* _Document excerpt_
* * * * *
- Born: 1952 (age 73–74) Wolverhampton, England
- Origin: United Kingdom
- Education: Royal Academy of Music; Magdalene College, Cambridge; Yale University;
- Genres: Classical
- Occupations: Pianist, conductor, teacher
- Instrument: Piano
- Awards: First Prize, Leeds International Piano Competition (1981); Silver Medal, Arthur Rubinstein Competition; Silver Medal, Vienna–Beethoven Competition;

= Ian Hobson =

English pianist, conductor and teacher

Ian Hobson is an English pianist, conductor, and teacher renowned for his performances of Romantic piano repertoire and his advocacy of lesser-known composers. A winner of the 1981 Leeds International Piano Competition, he has enjoyed an international career as both soloist and conductor. He is Professor Emeritus of Music at the University of Illinois Urbana–Champaign, has served on the faculty of Florida State University, and since September 2023 has served as Guest Conductor of Sinfonia Varsovia.
* * * * *
* _Material provided_
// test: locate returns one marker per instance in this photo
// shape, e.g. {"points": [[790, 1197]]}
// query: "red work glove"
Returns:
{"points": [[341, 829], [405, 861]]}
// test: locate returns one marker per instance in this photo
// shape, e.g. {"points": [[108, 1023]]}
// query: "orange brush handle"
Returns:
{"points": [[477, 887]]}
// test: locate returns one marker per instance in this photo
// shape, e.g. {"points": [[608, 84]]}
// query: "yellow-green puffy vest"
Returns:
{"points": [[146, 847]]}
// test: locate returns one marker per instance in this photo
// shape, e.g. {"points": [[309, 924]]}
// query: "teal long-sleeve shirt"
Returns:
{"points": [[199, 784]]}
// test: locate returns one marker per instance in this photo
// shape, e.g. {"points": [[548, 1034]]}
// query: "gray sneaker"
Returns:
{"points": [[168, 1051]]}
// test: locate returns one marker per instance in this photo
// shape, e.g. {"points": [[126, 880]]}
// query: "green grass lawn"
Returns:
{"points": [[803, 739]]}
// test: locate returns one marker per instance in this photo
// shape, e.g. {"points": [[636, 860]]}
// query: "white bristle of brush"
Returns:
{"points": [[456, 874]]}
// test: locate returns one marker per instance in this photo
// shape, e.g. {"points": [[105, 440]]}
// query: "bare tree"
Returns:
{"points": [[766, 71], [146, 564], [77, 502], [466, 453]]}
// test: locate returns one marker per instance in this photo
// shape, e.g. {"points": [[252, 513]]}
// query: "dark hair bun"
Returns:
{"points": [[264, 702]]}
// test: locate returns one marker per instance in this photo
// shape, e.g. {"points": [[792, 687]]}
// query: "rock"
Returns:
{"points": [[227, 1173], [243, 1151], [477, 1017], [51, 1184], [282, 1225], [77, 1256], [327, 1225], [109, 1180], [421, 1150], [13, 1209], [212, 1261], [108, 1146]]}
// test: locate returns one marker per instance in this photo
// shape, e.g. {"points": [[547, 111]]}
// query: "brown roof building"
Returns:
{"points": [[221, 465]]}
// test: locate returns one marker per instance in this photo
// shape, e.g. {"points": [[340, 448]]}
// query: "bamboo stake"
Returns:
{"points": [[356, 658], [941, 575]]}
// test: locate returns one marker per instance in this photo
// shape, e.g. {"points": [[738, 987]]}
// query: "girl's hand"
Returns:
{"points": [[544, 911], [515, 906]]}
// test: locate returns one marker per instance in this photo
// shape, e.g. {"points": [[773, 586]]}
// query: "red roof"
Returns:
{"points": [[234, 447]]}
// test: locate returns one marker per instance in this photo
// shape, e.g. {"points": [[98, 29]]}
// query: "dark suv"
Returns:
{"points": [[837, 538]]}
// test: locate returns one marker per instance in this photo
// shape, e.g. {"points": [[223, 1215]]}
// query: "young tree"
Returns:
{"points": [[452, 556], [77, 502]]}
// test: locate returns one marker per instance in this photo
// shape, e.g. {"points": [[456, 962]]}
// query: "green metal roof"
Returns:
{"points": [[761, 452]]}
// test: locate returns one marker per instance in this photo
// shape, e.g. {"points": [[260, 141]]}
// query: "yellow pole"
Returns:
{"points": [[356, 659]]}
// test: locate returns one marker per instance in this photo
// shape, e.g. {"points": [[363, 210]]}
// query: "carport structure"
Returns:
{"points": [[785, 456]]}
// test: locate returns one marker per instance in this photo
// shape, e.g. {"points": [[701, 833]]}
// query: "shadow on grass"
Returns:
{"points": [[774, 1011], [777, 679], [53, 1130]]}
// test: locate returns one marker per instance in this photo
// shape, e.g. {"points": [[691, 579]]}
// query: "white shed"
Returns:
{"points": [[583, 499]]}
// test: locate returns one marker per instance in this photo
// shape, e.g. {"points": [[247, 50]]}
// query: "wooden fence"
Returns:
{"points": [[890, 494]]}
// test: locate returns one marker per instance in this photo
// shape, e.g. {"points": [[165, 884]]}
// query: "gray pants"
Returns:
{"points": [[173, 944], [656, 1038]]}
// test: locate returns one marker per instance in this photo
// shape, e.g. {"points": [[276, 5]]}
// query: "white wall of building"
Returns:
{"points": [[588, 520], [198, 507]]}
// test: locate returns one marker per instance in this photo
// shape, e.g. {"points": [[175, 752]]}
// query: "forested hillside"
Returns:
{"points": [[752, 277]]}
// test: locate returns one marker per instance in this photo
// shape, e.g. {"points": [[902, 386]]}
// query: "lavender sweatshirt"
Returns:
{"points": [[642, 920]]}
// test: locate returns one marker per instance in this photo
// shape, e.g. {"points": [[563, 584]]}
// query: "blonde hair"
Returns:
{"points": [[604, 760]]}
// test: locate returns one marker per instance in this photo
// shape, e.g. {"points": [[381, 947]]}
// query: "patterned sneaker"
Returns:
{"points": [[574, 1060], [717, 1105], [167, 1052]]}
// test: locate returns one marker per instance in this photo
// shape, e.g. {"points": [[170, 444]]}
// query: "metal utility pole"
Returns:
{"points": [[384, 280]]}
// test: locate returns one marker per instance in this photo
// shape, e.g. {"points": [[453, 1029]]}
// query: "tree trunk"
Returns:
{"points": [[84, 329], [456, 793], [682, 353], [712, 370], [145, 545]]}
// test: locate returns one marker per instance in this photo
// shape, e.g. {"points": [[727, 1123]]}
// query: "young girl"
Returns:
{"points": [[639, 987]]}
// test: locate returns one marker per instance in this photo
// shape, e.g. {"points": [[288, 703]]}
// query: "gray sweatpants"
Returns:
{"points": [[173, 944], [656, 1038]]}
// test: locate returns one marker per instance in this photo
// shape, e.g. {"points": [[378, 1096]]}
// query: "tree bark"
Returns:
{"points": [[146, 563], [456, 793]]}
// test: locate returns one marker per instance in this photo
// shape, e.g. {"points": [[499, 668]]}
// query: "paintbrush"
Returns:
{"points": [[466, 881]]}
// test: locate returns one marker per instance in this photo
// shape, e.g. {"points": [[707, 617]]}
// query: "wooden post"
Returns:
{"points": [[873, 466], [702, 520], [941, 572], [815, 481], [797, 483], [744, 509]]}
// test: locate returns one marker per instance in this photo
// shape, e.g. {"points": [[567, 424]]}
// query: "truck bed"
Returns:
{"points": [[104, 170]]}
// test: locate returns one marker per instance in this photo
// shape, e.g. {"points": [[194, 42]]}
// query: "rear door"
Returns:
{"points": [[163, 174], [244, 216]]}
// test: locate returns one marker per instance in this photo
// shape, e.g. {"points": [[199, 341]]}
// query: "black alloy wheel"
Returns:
* * * * *
* _Tasks to carry out_
1. Please translate this sentence from the Ian Hobson profile into Spanish: "A winner of the 1981 Leeds International Piano Competition, he has enjoyed an international career as both soloist and conductor."
2. Decide whether each statement agrees with the Ian Hobson profile. Answer yes or no, and quote the words of the profile that settle it.
(a) Hobson was born in Wolverhampton.
(b) Hobson took first prize at the Arthur Rubinstein Competition.
(c) Hobson has been Guest Conductor of Sinfonia Varsovia since September 2023.
3. Print the stretch of the Ian Hobson profile from "Ian Hobson is" through "of Sinfonia Varsovia.", with no changes.

* _Answers per task_
1. Ganador del Concurso Internacional de Piano de Leeds de 1981, ha desarrollado una carrera internacional como solista y como director.

2.
(a) Yes: "Born: 1952 (age 73–74) Wolverhampton, England"
(b) No: "Silver Medal, Arthur Rubinstein Competition"
(c) Yes: "since September 2023 has served as Guest Conductor of Sinfonia Varsovia"

3.
Ian Hobson is an English pianist, conductor, and teacher renowned for his performances of Romantic piano repertoire and his advocacy of lesser-known composers. A winner of the 1981 Leeds International Piano Competition, he has enjoyed an international career as both soloist and conductor. He is Professor Emeritus of Music at the University of Illinois Urbana–Champaign, has served on the faculty of Florida State University, and since September 2023 has served as Guest Conductor of Sinfonia Varsovia.